# Task instructions:
**a)** Answer these about the forum thread on pictures of Arnold and Superstar Billy Graham:
(i) How much weight is SBG said to be benching in the first post?
(ii) Which poster says "he looks like a neanderthal"?
(iii) What does Mags say looks pretty big in these pics?
**b)** Carry on the forum thread about pictures of Arnold and Superstar Billy Graham from its last line.

# Document segment:
==============================

# Some cool pics of Arnold and Superstar Billy Graham



## MeatZatk (Oct 10, 2007)

SBG benching 580lbs!


----------



## MCx2 (Oct 10, 2007)

Holy shit he was huge!


----------



## min0 lee (Oct 10, 2007)

Tall too.


----------



## PreMier (Oct 10, 2007)

he looks like a neanderthal


----------



## Gazhole (Oct 11, 2007)

look at the forearms on that dude...jesus.


----------



## vortrit (Oct 11, 2007)

Cool pics.


----------



## NordicNacho (Oct 11, 2007)

What happened to him 






Did the steriods do it?


----------



## Mags (Oct 16, 2007)

Arnolds quads and calves look pretty big in these pics.


----------



## TrojanMan60563 (Oct 17, 2007)

NordicNacho said:


> What happened to him
> 
> 
> 
> ...

==============================

# Entries:

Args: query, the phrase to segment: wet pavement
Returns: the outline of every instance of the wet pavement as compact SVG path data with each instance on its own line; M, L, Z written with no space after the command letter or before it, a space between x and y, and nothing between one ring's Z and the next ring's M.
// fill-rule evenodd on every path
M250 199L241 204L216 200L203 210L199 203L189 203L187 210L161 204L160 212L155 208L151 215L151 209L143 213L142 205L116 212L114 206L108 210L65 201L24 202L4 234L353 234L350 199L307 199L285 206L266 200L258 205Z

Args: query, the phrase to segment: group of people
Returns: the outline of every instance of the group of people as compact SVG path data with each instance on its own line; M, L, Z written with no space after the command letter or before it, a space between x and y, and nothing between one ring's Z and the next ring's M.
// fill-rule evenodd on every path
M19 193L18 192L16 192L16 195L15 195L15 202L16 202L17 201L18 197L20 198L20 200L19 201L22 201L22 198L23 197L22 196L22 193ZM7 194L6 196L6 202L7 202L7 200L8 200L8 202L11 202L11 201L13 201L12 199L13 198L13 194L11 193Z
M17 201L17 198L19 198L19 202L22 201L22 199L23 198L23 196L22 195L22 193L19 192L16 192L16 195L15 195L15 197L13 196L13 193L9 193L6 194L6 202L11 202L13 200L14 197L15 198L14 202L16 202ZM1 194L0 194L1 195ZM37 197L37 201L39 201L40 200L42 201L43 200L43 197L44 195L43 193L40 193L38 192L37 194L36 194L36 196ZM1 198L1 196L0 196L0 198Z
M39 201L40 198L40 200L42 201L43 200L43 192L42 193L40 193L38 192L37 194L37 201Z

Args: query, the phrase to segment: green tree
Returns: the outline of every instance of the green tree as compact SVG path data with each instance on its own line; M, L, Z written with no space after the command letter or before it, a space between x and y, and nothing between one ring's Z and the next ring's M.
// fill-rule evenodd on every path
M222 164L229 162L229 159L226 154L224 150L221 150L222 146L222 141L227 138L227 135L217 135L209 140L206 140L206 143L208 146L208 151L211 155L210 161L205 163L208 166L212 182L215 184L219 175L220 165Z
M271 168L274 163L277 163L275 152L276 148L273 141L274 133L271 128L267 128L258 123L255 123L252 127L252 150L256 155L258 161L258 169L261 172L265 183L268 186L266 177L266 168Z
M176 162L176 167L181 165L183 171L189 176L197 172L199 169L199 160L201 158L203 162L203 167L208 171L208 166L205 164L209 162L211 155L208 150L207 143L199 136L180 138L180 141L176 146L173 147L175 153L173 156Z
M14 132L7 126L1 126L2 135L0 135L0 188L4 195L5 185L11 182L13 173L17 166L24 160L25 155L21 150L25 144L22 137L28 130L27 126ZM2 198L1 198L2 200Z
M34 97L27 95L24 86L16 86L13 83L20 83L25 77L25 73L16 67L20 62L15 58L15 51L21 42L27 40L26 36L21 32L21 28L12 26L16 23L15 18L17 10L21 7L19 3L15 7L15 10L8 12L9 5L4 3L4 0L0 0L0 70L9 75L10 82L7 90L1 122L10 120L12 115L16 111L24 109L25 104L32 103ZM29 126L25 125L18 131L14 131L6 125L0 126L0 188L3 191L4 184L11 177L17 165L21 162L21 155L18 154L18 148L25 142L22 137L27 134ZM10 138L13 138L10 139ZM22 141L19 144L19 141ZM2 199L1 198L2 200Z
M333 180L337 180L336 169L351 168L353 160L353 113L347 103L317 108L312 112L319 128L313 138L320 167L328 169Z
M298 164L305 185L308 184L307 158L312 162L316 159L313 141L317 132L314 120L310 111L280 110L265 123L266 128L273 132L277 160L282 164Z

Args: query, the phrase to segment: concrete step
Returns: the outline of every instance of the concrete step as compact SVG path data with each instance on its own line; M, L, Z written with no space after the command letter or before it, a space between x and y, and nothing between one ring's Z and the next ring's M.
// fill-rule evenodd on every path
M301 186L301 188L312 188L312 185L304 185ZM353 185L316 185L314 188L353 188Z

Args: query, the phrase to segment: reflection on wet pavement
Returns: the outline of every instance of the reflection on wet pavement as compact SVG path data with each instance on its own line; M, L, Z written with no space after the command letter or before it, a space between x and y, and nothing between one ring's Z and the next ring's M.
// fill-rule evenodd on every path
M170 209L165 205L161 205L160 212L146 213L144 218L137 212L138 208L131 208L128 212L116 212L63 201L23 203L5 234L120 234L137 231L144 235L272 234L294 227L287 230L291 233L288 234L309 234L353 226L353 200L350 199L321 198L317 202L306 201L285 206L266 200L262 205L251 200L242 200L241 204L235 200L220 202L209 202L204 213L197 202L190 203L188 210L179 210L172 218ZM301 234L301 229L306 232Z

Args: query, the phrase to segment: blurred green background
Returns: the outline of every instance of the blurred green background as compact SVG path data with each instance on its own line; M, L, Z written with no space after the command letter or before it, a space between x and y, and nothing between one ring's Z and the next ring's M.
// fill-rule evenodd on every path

==============================

# Set of answers:
**a)**
(i) 580 lbs
(ii) PreMier
(iii) Arnold's quads and calves

**b)**
My guess is got old and stopped BBing....and for sure not using any drugs. A guy that age doesn't have natural test levels to hold on to large amounts of muscle.


----------



## Uthinkso (Nov 15, 2007)

NordicNacho said:


> What happened to him
> 
> 
> 
> ...



Please tell me your kidding...


----------



## goob (Nov 15, 2007)




----------



## TrojanMan60563 (Nov 15, 2007)

I think that guy is just large boned....because his muscles are not any bigger than arnolds.. HE just looks bigger. For him to have the same look as arnold he would have to be much bigger.


----------



## KelJu (Nov 15, 2007)

Holy shit! I just went on a 2 hour detour reading about Billy Graham, because I didn't know anything about him. He was  a great man in almost every way!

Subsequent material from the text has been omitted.